Detection annotation records:
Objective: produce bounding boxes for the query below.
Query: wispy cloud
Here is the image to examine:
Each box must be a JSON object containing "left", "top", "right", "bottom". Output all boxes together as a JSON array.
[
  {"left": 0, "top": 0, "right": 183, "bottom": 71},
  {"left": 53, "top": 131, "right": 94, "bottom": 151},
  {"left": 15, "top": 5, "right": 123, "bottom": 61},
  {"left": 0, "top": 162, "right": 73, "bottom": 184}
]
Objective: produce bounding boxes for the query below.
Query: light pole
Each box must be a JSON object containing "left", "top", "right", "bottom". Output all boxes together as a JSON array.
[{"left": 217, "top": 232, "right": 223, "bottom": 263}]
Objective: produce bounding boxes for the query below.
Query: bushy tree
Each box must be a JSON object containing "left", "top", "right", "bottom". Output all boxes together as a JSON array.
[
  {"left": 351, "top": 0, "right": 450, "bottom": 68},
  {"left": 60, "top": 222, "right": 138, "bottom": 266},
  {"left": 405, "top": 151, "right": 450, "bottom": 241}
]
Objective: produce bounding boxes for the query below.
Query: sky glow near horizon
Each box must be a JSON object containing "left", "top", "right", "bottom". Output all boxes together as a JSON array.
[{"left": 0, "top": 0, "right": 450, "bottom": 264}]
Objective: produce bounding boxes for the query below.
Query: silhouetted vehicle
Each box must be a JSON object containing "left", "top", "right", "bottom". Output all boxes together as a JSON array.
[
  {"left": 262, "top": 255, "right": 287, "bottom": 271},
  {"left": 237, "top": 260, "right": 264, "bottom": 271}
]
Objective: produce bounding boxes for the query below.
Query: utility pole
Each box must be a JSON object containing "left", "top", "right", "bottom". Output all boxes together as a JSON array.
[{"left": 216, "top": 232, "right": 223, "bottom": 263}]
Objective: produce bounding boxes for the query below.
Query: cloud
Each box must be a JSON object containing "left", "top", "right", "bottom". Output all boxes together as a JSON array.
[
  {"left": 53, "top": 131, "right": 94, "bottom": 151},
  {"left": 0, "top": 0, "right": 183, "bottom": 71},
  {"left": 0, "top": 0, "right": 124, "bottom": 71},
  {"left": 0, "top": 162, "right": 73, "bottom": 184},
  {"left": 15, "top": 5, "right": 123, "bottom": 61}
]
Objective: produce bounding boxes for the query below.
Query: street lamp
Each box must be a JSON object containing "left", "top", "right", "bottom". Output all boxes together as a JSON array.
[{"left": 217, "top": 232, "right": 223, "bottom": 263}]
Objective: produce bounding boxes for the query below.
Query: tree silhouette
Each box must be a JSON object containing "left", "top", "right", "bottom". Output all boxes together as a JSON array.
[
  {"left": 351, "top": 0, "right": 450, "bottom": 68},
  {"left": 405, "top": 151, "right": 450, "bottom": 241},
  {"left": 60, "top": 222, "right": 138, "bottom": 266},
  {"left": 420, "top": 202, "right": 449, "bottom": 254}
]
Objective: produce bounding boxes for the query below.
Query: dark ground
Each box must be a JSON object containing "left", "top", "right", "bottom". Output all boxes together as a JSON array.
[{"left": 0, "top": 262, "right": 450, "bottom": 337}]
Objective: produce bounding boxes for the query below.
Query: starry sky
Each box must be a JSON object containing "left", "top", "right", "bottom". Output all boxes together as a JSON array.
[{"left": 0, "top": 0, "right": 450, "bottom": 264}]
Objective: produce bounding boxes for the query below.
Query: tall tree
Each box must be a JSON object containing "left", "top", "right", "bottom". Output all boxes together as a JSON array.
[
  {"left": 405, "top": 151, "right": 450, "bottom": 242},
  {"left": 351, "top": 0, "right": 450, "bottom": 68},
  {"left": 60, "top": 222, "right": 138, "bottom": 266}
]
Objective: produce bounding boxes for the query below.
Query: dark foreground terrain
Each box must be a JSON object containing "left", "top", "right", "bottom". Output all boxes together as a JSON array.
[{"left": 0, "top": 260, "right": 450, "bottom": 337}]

## YOUR OBJECTIVE
Count the lines in the records above that contain the string "dark", and reply with the number alone.

## RESULT OF THIS TASK
2